Required work> Write out only the part of the records that opens with the line containing "Every instance of the rear wheel" and closes with the line containing "[[738, 309]]", substituting "back wheel" for every occurrence of "rear wheel" and leaving all else unchanged.

Record set>
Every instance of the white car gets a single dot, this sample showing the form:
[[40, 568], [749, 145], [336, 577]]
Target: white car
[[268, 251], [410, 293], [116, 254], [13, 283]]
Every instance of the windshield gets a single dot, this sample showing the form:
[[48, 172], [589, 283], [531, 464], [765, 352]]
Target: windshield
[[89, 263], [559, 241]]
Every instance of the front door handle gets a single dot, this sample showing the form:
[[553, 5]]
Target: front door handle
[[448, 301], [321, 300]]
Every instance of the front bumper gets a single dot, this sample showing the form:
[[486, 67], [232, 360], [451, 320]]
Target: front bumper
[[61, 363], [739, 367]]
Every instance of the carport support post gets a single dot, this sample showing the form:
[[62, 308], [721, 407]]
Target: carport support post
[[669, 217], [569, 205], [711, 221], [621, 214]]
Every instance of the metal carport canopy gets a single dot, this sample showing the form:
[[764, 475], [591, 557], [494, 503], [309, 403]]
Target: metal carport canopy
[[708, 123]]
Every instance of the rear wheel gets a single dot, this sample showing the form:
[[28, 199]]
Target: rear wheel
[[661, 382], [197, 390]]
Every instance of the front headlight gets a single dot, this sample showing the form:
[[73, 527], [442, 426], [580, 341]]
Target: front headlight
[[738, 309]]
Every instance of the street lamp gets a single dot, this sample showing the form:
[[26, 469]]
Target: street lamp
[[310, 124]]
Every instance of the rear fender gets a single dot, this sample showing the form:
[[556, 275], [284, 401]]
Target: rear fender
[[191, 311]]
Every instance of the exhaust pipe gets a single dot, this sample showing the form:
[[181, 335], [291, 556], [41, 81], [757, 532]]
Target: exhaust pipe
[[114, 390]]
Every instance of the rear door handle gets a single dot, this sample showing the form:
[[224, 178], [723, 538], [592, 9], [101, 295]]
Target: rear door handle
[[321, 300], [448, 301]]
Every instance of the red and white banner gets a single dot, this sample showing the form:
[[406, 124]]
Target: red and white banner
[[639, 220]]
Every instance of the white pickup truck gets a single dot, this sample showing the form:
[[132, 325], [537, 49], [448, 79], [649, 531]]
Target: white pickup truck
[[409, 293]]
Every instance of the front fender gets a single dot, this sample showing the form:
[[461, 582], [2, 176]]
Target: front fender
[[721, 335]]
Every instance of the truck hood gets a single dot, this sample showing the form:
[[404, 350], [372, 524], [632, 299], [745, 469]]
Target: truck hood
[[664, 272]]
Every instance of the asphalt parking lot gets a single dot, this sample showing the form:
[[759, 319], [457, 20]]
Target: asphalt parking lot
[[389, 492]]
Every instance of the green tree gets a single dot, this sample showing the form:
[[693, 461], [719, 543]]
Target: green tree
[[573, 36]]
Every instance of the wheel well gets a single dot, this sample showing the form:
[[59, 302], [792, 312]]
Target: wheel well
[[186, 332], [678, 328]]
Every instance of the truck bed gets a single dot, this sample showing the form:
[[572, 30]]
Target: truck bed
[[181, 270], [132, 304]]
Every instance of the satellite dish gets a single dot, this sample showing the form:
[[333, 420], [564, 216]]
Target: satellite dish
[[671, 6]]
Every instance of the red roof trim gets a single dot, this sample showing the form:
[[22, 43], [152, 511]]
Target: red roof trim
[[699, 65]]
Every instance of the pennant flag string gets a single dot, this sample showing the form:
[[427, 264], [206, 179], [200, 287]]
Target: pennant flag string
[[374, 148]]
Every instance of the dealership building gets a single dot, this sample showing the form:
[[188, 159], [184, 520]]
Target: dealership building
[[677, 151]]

Solution for this problem>
Every instance of the back wheel gets a single dot, this sample showing the form:
[[28, 199]]
Target: back wheel
[[661, 382], [197, 390]]
Every instance of the front headlight gets a single dot, this sample showing the form:
[[73, 527], [442, 426], [580, 341]]
Target: front headlight
[[738, 309]]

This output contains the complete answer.